Received-SPF: pass (google.com: domain of linux-kernel-owner@vger.kernel.org designates 2620:137:e000::1:20 as permitted sender) client-ip=2620:137:e000::1:20;
Message-ID: <017733b2-c4b2-ecba-e295-9102b36d0849@redhat.com>
Date:   Thu, 10 Aug 2023 17:06:13 +0200
MIME-Version: 1.0
User-Agent: Mozilla/5.0 (X11; Linux x86_64; rv:102.0) Gecko/20100101
 Thunderbird/102.13.0
Subject: Re: [PATCH drm-misc-next] drm/sched: support multiple rings per
 gpu_scheduler
Content-Language: en-US
To:     Matthew Brost <matthew.brost@intel.com>
Cc:     airlied@gmail.com, daniel@ffwll.ch, luben.tuikov@amd.com,
        thomas.hellstrom@linux.intel.com, robdclark@chromium.org,
        sarah.walker@imgtec.com, ketil.johnsen@arm.com,
        Liviu.Dudau@arm.com, lina@asahilina.net, donald.robson@imgtec.com,
        boris.brezillon@collabora.com, christian.koenig@amd.com,
        faith.ekstrand@collabora.com, bskeggs@redhat.com,
        dri-devel@lists.freedesktop.org, intel-xe@lists.freedesktop.org,
        nouveau@lists.freedesktop.org, linux-kernel@vger.kernel.org
References: <20230809221729.3657-1-dakr@redhat.com>
 <ZNRoIDOr2RPSf+om@DUT025-TGLU>
From:   Danilo Krummrich <dakr@redhat.com>
Organization: RedHat
In-Reply-To: <ZNRoIDOr2RPSf+om@DUT025-TGLU>
Content-Type: text/plain; charset=UTF-8; format=flowed
Content-Transfer-Encoding: 7bit
Precedence: bulk

On 8/10/23 06:31, Matthew Brost wrote:
> On Thu, Aug 10, 2023 at 12:17:23AM +0200, Danilo Krummrich wrote:
>> With the current mental model every GPU scheduler instance represents
>> a single HW ring, while every entity represents a software queue feeding
>> into one or multiple GPU scheduler instances and hence into one or
>> multiple HW rings.
>>
>> This does not really scale with firmware schedulers feeding the actual
>> HW rings, while the driver feeds the firmware scheduler through an
>> arbitrary amount of dynamically created rings, since for each of those
>> rings a GPU scheduler instance would be required and a separate kthread
>> would be created.
>>
>> To overcome this we can think of the scheduler having two modes of
>> operation, single ring mode and multi ring mode. Depending on the mode
>> of operation, the mental model differs.
>>
>> Single ring mode (which is the default) keeps the original behaviour of
>> the scheduler and its entities.
>>
>> In multi ring mode (enabled by passing the GPU scheduler the
>> DRM_GPU_SCHEDULER_MODE_MULTI_RING flag) each entity represents a ring,
>> while the GPU scheduler itself only exists to sort out job dependencies
>> and actually process the jobs of each entity.

Stored data entries
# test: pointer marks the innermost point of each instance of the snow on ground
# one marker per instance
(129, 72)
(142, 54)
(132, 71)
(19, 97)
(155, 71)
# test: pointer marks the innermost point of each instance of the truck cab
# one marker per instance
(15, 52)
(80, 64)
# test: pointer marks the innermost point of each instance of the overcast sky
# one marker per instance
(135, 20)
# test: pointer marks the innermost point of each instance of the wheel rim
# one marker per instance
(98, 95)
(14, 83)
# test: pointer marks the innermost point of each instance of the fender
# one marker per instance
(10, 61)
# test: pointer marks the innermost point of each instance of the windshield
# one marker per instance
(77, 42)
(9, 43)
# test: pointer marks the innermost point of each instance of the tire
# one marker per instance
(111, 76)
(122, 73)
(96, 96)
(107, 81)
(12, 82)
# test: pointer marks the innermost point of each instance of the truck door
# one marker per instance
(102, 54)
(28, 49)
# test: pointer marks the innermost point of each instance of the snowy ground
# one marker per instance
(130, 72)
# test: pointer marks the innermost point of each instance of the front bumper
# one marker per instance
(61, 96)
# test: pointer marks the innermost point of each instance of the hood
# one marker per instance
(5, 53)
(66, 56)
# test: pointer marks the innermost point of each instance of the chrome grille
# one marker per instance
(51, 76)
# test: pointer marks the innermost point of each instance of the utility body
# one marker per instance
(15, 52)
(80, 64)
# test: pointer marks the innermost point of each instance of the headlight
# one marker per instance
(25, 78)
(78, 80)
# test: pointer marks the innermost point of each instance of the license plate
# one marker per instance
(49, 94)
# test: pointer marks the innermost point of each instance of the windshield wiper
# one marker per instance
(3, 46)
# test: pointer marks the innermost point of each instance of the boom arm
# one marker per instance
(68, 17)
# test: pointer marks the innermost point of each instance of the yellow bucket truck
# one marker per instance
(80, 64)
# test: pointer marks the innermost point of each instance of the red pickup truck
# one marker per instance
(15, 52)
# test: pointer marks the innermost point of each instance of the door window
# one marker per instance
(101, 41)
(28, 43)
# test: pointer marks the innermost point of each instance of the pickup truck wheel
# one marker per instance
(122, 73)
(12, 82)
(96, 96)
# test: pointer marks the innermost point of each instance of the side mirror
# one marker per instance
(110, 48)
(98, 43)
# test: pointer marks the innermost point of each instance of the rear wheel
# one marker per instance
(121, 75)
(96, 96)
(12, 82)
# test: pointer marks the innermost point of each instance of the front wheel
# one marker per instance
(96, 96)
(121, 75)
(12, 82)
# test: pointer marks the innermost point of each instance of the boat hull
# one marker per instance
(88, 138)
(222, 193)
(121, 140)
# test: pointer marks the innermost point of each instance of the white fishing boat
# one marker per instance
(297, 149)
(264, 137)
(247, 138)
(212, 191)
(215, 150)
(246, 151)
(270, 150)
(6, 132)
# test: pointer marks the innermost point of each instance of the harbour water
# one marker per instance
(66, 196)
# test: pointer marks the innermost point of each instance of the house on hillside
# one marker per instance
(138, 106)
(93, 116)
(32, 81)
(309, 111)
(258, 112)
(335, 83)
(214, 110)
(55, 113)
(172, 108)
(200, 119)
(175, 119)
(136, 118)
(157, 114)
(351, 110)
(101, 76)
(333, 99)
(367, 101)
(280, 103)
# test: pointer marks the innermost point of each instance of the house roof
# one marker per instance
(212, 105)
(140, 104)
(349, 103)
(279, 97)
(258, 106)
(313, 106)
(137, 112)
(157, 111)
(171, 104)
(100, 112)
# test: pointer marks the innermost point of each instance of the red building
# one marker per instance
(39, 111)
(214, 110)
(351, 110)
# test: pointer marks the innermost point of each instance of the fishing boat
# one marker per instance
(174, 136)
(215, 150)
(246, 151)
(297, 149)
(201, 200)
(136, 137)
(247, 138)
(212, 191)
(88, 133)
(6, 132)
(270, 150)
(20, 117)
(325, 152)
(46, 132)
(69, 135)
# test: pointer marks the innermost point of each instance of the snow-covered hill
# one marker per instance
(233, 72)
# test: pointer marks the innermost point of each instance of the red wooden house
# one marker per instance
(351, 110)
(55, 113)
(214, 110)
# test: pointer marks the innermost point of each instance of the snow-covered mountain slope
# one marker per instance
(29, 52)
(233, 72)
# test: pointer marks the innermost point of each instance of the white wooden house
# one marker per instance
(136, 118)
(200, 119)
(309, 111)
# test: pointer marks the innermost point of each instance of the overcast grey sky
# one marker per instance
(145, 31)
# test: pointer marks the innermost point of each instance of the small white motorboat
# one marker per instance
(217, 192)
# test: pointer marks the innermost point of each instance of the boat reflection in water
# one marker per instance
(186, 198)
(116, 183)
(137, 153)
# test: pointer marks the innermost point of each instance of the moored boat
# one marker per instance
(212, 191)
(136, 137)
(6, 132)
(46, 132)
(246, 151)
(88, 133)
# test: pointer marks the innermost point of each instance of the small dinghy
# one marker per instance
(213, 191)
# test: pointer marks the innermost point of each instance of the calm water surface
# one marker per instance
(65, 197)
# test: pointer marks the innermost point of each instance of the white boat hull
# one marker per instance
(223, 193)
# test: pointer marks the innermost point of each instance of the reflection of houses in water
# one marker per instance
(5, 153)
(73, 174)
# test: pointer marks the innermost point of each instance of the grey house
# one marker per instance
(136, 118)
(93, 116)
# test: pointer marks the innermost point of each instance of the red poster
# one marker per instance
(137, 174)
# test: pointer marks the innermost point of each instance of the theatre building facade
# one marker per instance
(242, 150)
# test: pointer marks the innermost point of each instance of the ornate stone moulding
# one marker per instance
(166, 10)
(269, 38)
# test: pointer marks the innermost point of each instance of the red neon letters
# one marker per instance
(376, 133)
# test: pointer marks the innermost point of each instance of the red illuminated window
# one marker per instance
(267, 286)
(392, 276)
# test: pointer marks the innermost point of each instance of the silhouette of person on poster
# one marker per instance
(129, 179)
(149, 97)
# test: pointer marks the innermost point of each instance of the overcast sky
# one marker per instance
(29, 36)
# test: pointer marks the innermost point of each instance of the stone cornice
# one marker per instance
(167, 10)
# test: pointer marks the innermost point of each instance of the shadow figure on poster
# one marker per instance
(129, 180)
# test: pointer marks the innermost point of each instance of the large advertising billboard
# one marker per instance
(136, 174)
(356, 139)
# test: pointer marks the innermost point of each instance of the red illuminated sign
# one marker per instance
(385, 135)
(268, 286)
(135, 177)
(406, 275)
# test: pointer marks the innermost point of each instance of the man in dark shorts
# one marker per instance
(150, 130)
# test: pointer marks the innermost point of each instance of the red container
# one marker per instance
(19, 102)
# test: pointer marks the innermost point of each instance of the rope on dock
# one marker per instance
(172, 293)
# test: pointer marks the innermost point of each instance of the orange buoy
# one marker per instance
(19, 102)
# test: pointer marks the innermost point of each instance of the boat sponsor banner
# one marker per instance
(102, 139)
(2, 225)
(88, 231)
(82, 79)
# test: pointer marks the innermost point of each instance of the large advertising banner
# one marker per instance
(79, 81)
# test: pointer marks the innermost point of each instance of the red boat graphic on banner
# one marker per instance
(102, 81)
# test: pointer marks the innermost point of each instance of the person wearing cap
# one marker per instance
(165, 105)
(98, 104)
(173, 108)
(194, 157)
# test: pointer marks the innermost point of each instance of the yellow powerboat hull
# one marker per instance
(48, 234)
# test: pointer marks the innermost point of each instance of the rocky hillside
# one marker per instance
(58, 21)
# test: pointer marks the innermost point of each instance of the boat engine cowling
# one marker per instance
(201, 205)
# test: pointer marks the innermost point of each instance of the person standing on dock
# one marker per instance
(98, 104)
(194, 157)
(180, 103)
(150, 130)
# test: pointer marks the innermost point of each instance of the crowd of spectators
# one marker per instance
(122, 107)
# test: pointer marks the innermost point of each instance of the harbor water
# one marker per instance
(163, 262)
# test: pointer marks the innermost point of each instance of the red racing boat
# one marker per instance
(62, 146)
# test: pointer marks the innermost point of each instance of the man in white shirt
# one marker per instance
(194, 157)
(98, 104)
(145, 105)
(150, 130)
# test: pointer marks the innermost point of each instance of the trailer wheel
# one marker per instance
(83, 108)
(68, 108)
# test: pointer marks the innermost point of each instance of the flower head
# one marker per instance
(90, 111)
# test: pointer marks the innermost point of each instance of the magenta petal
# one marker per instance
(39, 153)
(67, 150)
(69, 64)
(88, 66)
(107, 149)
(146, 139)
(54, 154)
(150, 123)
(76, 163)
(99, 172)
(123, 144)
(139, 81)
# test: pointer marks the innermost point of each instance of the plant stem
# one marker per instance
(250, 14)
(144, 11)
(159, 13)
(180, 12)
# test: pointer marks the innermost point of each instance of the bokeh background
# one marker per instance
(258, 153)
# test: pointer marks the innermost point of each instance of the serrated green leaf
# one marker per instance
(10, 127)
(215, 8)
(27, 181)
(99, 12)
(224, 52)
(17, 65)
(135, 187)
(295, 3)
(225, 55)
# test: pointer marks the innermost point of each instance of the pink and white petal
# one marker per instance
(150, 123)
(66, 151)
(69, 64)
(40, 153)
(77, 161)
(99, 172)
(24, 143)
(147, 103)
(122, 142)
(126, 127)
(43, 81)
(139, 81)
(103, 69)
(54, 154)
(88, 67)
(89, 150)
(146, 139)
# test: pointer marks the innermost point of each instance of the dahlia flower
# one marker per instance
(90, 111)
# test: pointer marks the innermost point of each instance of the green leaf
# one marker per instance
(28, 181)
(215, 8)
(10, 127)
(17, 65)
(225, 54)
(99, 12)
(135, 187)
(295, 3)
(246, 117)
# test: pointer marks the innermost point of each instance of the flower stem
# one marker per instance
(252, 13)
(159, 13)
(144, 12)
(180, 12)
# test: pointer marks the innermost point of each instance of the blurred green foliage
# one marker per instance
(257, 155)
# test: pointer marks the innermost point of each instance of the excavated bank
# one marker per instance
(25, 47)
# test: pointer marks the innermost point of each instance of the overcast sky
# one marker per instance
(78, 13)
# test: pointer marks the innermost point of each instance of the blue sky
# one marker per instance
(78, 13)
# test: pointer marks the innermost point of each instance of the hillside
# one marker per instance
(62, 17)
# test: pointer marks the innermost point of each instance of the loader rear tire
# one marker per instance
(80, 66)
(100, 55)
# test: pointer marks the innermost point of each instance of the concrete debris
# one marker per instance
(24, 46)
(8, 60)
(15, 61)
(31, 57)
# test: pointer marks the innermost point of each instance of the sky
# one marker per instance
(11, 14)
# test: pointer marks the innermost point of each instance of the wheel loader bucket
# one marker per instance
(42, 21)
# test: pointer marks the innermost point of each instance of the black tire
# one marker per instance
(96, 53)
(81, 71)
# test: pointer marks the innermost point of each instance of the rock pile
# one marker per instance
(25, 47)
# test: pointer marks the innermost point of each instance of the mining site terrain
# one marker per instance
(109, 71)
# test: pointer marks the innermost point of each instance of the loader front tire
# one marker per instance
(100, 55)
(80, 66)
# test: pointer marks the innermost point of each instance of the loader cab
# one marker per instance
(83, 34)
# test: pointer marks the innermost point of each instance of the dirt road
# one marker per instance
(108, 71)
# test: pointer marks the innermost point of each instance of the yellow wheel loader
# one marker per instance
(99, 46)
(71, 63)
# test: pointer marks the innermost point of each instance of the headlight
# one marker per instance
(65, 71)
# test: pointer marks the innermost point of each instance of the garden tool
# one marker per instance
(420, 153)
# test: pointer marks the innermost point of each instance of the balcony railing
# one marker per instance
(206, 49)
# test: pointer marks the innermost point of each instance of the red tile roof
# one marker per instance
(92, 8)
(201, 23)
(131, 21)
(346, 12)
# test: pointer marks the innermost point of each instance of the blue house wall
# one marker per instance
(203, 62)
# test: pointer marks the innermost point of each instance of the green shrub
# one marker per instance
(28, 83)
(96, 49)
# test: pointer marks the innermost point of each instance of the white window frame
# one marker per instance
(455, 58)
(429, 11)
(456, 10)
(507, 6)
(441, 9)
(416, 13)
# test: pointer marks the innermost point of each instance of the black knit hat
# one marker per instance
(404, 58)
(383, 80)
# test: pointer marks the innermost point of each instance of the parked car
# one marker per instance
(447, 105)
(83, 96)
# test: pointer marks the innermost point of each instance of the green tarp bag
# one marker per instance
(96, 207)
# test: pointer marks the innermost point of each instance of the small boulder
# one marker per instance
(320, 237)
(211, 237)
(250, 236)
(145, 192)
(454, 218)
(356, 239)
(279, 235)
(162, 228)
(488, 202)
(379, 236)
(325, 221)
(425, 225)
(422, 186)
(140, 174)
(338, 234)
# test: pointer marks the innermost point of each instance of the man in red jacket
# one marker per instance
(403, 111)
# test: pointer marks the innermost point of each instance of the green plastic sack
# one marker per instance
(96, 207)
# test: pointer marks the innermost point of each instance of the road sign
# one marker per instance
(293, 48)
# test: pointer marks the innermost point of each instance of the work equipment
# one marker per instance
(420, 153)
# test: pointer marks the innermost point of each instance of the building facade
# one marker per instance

Things to do
[A] Answer these questions from the email:
(i) What organization is listed for the sender?
(ii) Which flag enables multi ring mode?
(iii) What does single ring mode keep?
[B] Write out the part of the email between "On 8/10/23 06:31, Matthew" and "multiple HW rings.", inclusive, with no changes.

Per-task outputs
[A]
(i) RedHat
(ii) DRM_GPU_SCHEDULER_MODE_MULTI_RING
(iii) The original behaviour of the scheduler and its entities

[B]
On 8/10/23 06:31, Matthew Brost wrote:
> On Thu, Aug 10, 2023 at 12:17:23AM +0200, Danilo Krummrich wrote:
>> With the current mental model every GPU scheduler instance represents
>> a single HW ring, while every entity represents a software queue feeding
>> into one or multiple GPU scheduler instances and hence into one or
>> multiple HW rings.